An interactive demo script is available at src/bash/gpu.sh to help you experiment with the concepts covered in this cheatsheet.
./src/bash/gpu.sh # Run all demos
./src/bash/gpu.sh query # Run query format demo
./src/bash/gpu.sh --help # Show all available sections
Basic GPU Information#
Commands for viewing graphics card details and driver information.
lspci | grep -i vga # List graphics cards
lspci | grep -i nvidia # NVIDIA devices
lspci -v -s $(lspci | grep -i vga | cut -d' ' -f1) # Detailed GPU info
# OpenGL info
glxinfo | grep -i "renderer\|vendor\|version"
# Vulkan info
vulkaninfo --summary
nvidia-smi Basics#
The nvidia-smi tool provides monitoring and management capabilities for NVIDIA GPUs.
nvidia-smi # GPU status overview
nvidia-smi -L # List GPUs
nvidia-smi -q # Full query (all details)
nvidia-smi -q -d MEMORY # Memory details
nvidia-smi -q -d UTILIZATION # Utilization details
nvidia-smi -q -d TEMPERATURE # Temperature details
nvidia-smi -q -d POWER # Power details
nvidia-smi -q -d CLOCK # Clock speeds
nvidia-smi Monitoring#
Commands for continuous GPU monitoring and process tracking.
# Continuous monitoring
nvidia-smi -l 1 # Update every 1 second
nvidia-smi dmon -s u # Device monitoring (utilization)
nvidia-smi dmon -s p # Power monitoring
nvidia-smi dmon -s t # Temperature monitoring
nvidia-smi dmon -s m # Memory monitoring
# Process monitoring
nvidia-smi pmon -s u # Process utilization
nvidia-smi pmon -s m # Process memory
# Watch specific metrics
watch -n 1 nvidia-smi --query-gpu=utilization.gpu,utilization.memory,temperature.gpu,power.draw --format=csv
nvidia-smi Query Format#
Custom queries allow extracting specific GPU metrics in various formats.
# Custom query output
nvidia-smi --query-gpu=name,memory.total,memory.used,memory.free --format=csv
nvidia-smi --query-gpu=gpu_name,gpu_bus_id,vbios_version --format=csv
nvidia-smi --query-gpu=temperature.gpu,fan.speed,power.draw,power.limit --format=csv
nvidia-smi --query-gpu=clocks.gr,clocks.mem,clocks.sm --format=csv
# Query specific GPU
nvidia-smi -i 0 --query-gpu=name,memory.used --format=csv
nvidia-smi -i 0,1 --query-gpu=name,utilization.gpu --format=csv
# Process queries
nvidia-smi --query-compute-apps=pid,process_name,used_memory --format=csv
# Available query options
nvidia-smi --help-query-gpu # List all GPU query options
nvidia-smi --help-query-compute-apps # List process query options
Common Query Fields#
# GPU identification
name, gpu_name, gpu_bus_id, gpu_serial, gpu_uuid, vbios_version
# Memory
memory.total, memory.used, memory.free
# Utilization
utilization.gpu, utilization.memory
# Temperature and power
temperature.gpu, fan.speed, power.draw, power.limit
# Clocks
clocks.gr, clocks.mem, clocks.sm, clocks.max.gr, clocks.max.mem
# Performance
pstate, performance_state
nvidia-smi Management#
Commands for configuring GPU settings and performance tuning.

- _DATA SHOWN_:
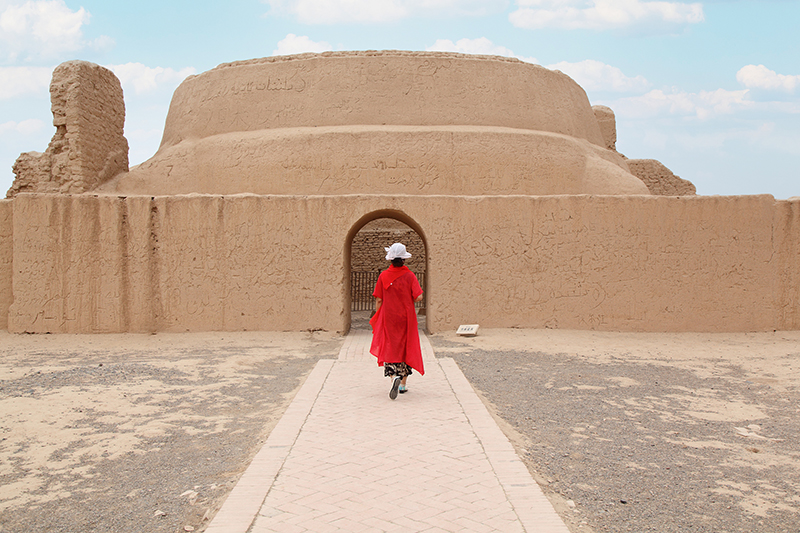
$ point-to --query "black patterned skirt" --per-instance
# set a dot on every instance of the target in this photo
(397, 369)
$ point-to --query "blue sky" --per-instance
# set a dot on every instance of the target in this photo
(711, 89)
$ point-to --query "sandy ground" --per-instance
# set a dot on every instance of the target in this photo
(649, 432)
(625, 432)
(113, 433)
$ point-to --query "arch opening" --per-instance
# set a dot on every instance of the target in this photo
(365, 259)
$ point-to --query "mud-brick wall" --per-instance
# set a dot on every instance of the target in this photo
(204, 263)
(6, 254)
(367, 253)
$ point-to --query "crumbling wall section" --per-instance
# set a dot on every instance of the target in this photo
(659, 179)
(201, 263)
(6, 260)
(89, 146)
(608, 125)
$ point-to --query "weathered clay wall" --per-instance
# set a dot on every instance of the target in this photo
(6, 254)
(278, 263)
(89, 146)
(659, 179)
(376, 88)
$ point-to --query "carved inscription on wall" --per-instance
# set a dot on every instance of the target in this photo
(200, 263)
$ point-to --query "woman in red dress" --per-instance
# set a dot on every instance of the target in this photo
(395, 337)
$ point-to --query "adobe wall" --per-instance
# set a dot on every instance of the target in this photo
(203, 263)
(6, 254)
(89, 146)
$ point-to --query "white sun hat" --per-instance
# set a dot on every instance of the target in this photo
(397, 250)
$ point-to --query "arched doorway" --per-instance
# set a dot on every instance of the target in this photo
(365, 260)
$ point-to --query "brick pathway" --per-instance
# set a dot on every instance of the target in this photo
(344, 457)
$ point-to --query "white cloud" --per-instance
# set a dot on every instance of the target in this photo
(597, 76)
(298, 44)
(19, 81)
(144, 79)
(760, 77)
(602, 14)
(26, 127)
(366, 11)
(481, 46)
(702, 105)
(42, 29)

...

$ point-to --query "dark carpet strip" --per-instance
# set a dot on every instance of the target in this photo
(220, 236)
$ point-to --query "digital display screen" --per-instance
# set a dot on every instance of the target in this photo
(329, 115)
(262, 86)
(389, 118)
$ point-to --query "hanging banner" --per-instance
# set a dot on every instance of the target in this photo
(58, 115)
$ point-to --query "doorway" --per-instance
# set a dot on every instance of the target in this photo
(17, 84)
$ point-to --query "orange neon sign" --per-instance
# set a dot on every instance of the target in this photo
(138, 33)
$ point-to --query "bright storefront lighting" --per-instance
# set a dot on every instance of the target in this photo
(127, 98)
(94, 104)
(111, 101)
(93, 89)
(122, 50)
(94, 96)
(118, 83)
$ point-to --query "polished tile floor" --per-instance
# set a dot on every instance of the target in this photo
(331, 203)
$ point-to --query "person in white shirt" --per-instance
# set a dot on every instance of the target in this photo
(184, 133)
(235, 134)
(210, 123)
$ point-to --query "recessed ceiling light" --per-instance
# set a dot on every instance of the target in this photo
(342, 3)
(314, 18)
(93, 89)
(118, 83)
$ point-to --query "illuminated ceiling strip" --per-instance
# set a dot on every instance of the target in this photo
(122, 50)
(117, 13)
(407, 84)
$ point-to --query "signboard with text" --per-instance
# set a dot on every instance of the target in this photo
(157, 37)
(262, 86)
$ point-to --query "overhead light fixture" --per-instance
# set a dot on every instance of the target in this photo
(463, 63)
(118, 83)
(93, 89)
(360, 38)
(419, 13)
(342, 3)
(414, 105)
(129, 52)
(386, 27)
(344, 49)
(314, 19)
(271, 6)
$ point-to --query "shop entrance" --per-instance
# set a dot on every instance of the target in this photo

- _YOUR TASK_:
In the GPU command cheatsheet, reproduce everything from "# Vulkan info" down to "query (all details)", changing "GPU status overview" to "Summary of GPU state".

- _EXERCISE RESULT_:
# Vulkan info
vulkaninfo --summary
nvidia-smi Basics#
The nvidia-smi tool provides monitoring and management capabilities for NVIDIA GPUs.
nvidia-smi # Summary of GPU state
nvidia-smi -L # List GPUs
nvidia-smi -q # Full query (all details)